## TASK INSTRUCTIONS:
Set down each entry exactly as it stands, without altering a single character.

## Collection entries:
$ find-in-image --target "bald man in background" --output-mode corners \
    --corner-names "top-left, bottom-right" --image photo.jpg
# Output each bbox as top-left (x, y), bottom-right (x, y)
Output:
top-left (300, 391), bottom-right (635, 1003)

## EXERCISE ANSWER:
$ find-in-image --target "bald man in background" --output-mode corners \
    --corner-names "top-left, bottom-right" --image photo.jpg
# Output each bbox as top-left (x, y), bottom-right (x, y)
Output:
top-left (300, 391), bottom-right (635, 1003)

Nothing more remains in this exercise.